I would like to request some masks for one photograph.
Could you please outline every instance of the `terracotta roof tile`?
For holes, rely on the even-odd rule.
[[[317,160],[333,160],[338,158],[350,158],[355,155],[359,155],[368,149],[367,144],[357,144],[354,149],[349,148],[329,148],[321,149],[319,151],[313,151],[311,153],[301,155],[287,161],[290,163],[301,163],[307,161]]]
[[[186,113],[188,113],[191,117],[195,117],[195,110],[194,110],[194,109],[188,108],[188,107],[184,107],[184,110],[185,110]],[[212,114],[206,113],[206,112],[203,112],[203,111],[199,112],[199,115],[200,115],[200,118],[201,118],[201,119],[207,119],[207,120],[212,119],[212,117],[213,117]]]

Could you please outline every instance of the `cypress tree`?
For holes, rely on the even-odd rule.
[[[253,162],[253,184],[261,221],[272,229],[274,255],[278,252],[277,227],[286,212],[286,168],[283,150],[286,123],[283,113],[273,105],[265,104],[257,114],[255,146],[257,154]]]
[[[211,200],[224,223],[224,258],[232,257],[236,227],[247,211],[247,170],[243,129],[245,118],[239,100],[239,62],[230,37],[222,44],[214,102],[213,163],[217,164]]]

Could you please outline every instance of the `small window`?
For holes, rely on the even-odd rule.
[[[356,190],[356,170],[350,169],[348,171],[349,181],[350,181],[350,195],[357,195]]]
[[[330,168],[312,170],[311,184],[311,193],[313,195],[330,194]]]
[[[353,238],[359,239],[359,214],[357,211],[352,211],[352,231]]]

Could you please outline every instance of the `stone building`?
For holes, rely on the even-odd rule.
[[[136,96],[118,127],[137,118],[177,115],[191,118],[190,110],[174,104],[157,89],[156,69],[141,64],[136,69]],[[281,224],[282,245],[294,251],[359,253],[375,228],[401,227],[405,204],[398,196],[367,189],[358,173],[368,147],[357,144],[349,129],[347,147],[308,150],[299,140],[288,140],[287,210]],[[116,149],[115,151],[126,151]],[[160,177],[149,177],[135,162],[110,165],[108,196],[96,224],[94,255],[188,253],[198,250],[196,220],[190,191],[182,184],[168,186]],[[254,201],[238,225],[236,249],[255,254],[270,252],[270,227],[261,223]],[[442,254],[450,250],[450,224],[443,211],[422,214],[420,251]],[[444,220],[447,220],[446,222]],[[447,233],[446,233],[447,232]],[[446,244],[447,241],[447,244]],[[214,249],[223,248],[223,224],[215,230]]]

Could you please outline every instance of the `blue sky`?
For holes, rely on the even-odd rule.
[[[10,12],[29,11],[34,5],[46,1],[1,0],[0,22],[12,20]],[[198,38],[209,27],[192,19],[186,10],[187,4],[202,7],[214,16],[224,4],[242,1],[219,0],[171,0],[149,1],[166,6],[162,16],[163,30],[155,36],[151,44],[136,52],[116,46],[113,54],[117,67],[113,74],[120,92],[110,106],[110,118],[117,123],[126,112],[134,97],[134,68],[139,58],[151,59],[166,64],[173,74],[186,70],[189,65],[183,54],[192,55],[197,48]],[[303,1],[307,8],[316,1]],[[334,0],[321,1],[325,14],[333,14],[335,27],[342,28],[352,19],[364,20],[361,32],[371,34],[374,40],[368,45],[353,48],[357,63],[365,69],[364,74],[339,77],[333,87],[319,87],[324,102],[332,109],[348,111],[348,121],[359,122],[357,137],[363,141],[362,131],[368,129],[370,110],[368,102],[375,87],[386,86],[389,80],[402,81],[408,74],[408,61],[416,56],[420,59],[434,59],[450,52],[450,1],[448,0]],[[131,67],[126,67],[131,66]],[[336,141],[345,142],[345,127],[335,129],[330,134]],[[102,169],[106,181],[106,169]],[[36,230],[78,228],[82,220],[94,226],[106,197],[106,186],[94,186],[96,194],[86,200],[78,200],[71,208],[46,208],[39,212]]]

------------------------------------------------

• What is needed: Print all the entries exactly as written.

• Exercise solution:
I would like to request some masks for one photograph.
Could you please outline every instance of the `terracotta roof tile`?
For holes, rely on the even-odd rule.
[[[317,160],[333,160],[338,158],[350,158],[355,155],[359,155],[368,149],[367,144],[357,144],[354,149],[349,148],[329,148],[321,149],[319,151],[313,151],[311,153],[301,155],[287,161],[290,163],[301,163],[307,161]]]
[[[186,113],[188,113],[191,117],[195,117],[195,110],[194,110],[194,109],[188,108],[188,107],[184,107],[184,110],[185,110]],[[212,114],[206,113],[206,112],[203,112],[203,111],[199,112],[199,115],[200,115],[200,118],[201,118],[201,119],[207,119],[207,120],[212,119],[212,117],[213,117]]]

Could you please outline every instance of the `cypress tree`?
For holes, rely on the even-odd rule.
[[[253,162],[253,184],[261,221],[272,229],[274,255],[278,252],[277,227],[286,212],[286,168],[283,150],[286,123],[283,113],[273,105],[265,104],[257,114],[255,146],[257,154]]]
[[[211,200],[224,223],[224,258],[232,257],[236,227],[247,211],[247,170],[243,129],[245,118],[239,100],[239,62],[230,37],[222,44],[214,102],[213,163],[217,164]]]

Could you please outline every instance of the `small window`?
For holes, rely on the even-odd rule.
[[[356,190],[356,170],[350,169],[348,171],[349,181],[350,181],[350,195],[357,195]]]
[[[330,168],[312,170],[311,184],[311,193],[313,195],[330,194]]]
[[[353,238],[359,239],[359,214],[357,211],[352,211],[352,231]]]

Could you please outline every instance of the `stone building`?
For holes, rely on the even-odd rule.
[[[136,96],[118,127],[137,118],[177,115],[191,118],[190,110],[174,104],[157,89],[156,69],[141,64],[136,69]],[[281,224],[282,245],[294,251],[359,253],[375,228],[401,227],[405,204],[398,196],[367,189],[358,173],[368,147],[357,144],[349,129],[347,147],[308,150],[299,140],[288,140],[287,210]],[[116,149],[115,151],[126,151]],[[160,177],[149,177],[135,162],[110,165],[108,196],[96,224],[94,255],[188,253],[198,250],[196,220],[190,191],[182,184],[168,186]],[[254,201],[238,225],[236,249],[255,254],[270,252],[270,227],[261,223]],[[442,254],[450,250],[450,224],[443,211],[422,214],[420,251]],[[444,220],[447,220],[446,222]],[[447,233],[446,233],[447,232]],[[446,244],[447,241],[447,244]],[[214,249],[223,248],[223,224],[215,230]]]

Could you please outline every instance of the `blue sky`?
For holes, rely on the even-odd rule.
[[[10,12],[29,11],[34,5],[46,1],[1,0],[0,22],[12,20]],[[198,38],[209,27],[192,19],[186,10],[187,4],[202,7],[214,16],[224,4],[242,1],[219,0],[171,0],[149,1],[166,6],[162,16],[163,30],[155,36],[151,44],[136,52],[116,46],[113,54],[117,67],[113,74],[120,92],[110,106],[110,118],[117,123],[126,112],[134,97],[134,68],[139,58],[151,59],[166,64],[173,74],[186,70],[189,65],[183,54],[192,55],[197,48]],[[303,1],[307,8],[316,1]],[[334,0],[321,1],[325,14],[333,14],[335,27],[342,28],[352,19],[364,20],[361,32],[371,34],[374,40],[368,45],[353,48],[357,63],[365,69],[364,74],[339,77],[333,87],[319,87],[324,102],[332,109],[348,111],[348,121],[359,122],[357,137],[363,141],[362,131],[368,129],[370,110],[368,102],[375,87],[386,86],[389,80],[402,81],[408,74],[408,61],[416,56],[420,59],[434,59],[450,52],[450,1],[448,0]],[[131,67],[126,67],[131,66]],[[336,141],[345,142],[345,127],[335,129],[330,134]],[[102,169],[106,181],[106,169]],[[36,230],[78,228],[82,220],[94,226],[106,197],[106,186],[94,186],[96,194],[86,200],[78,200],[71,208],[46,208],[39,212]]]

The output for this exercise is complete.